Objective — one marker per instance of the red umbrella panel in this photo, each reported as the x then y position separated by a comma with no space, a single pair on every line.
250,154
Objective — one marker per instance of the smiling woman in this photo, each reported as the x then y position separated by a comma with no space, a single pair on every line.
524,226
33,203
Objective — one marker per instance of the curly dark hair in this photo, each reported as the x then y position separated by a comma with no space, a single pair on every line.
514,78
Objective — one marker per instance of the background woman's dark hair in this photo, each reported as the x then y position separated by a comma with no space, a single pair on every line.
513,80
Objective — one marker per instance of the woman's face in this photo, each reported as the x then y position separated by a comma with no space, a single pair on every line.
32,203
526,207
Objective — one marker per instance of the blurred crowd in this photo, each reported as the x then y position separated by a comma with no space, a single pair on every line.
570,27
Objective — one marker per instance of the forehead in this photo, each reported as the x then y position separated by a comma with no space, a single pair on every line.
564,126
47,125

--

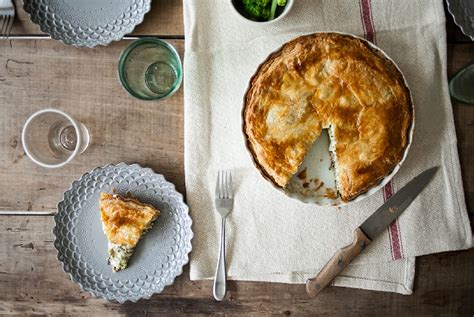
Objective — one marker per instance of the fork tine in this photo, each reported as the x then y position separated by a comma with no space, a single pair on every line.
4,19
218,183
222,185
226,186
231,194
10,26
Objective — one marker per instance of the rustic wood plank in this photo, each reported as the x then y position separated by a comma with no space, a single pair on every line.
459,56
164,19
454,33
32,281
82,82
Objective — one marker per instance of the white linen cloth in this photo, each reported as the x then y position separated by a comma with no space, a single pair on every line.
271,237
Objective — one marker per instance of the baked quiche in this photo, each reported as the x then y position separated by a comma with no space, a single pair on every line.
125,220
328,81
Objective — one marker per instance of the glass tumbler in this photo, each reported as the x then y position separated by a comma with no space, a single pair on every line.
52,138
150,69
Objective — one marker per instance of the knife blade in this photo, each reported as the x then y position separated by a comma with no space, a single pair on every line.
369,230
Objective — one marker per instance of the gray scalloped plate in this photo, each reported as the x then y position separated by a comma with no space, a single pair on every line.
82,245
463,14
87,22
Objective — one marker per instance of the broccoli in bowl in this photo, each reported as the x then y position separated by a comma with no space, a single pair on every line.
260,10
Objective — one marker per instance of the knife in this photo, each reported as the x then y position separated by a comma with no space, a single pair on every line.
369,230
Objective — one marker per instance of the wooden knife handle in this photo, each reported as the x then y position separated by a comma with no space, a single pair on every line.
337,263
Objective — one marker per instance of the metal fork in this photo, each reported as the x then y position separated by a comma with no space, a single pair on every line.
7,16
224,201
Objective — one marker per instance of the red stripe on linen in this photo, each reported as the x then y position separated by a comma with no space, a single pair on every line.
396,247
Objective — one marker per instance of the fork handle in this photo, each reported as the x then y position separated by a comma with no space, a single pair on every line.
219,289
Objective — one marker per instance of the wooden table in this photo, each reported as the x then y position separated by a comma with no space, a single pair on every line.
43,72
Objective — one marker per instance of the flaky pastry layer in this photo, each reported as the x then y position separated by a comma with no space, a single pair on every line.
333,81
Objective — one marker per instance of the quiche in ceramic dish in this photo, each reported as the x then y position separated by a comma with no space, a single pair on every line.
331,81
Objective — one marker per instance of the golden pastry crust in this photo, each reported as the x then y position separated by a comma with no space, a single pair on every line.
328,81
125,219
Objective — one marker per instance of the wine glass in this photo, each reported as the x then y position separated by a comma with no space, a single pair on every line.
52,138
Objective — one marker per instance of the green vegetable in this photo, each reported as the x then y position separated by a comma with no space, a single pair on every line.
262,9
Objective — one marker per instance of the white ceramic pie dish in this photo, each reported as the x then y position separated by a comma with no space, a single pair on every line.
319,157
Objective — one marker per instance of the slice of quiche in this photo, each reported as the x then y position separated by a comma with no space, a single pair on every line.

[Work task] Copy, exactly and only, the lines above that begin with the one containing "Objective — one marker per instance of the white ceramic" and finish with the one containing "Objective — one marker per instance of the slice".

[Solution to the problem]
Objective — one marker per instance of the white ceramic pie dish in this photo, each reported as the x then y position separated by a comma with no space, a single pair on every line.
319,157
Objective — one marker per instance of the slice of quiche in this photo, each reported as the x then y position separated by a comma with no space, a single pair on every line.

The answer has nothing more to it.